§ TO DO: Present all of the records below as a two-column CSV with the headers "instruction" and "points," one row per request: put each request's text and its answer in a single quoted field and replace line breaks with spaces. Omit the pictures.
begin SOURCE DATA
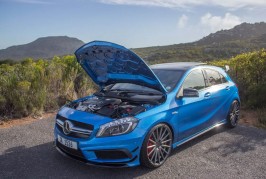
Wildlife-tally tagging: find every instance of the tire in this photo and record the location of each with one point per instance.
(233, 115)
(157, 146)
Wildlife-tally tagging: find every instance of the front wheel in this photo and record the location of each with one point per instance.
(157, 146)
(233, 115)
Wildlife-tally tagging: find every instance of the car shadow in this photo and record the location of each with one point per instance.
(44, 161)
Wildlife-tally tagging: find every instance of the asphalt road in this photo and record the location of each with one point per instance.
(27, 151)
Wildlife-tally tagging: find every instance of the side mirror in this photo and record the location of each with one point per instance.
(190, 92)
(226, 68)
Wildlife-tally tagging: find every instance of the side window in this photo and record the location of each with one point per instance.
(224, 80)
(213, 77)
(194, 80)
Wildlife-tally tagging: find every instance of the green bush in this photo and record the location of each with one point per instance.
(31, 87)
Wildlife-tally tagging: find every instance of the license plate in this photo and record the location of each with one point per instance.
(67, 143)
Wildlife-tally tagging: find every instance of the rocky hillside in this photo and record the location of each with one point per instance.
(222, 44)
(45, 47)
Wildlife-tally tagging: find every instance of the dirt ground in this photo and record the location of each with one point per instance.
(25, 120)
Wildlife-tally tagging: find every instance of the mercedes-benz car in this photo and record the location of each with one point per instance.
(141, 113)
end SOURCE DATA
§ EXERCISE ANSWER:
instruction,points
"Wildlife-tally tagging: find every instance of the tire in this photo and record the location of each with one point per instance.","(233, 115) (157, 146)"
"Wildlife-tally tagging: find every instance of the front wheel in this photo and record the location of each with one point per instance.","(157, 146) (233, 115)"
"Wildlife-tally tagging: find every instance of the car shadow in this photo and record the location of each with one point per instance.","(44, 161)"
"Wildlife-tally tagging: find every instance of the asphalt road in this photo and record the location of each with one point per instance.","(27, 151)"
"Wildlife-tally tagging: find every instance of the side mirror in this photo and record the location of each with one point per instance.","(190, 92) (226, 68)"
"Wildlife-tally tagging: find every instance of the side window in this photo and record the location of each with one point per instance.","(224, 80) (213, 77) (194, 80)"
"Wildlife-tally tagging: find every instance of the green bush in this photo and record the location of each with one point per instance.","(31, 87)"
"Wildlife-tally tagging: find every instance of the license plate in this photo and record the location of each with one point per instance.","(67, 143)"
"Wildlife-tally tagging: find every instance of the rocky hillside in this photo and record the location of each with one point per instance.","(222, 44) (45, 47)"
"Wildlife-tally tagging: find every instance of the dirt ground in this photo and record the location of each with one point per instance.","(25, 120)"
"Wildlife-tally tagging: find every instance of the mercedes-benz car in this photo and record the location of each with one point per instance.","(141, 113)"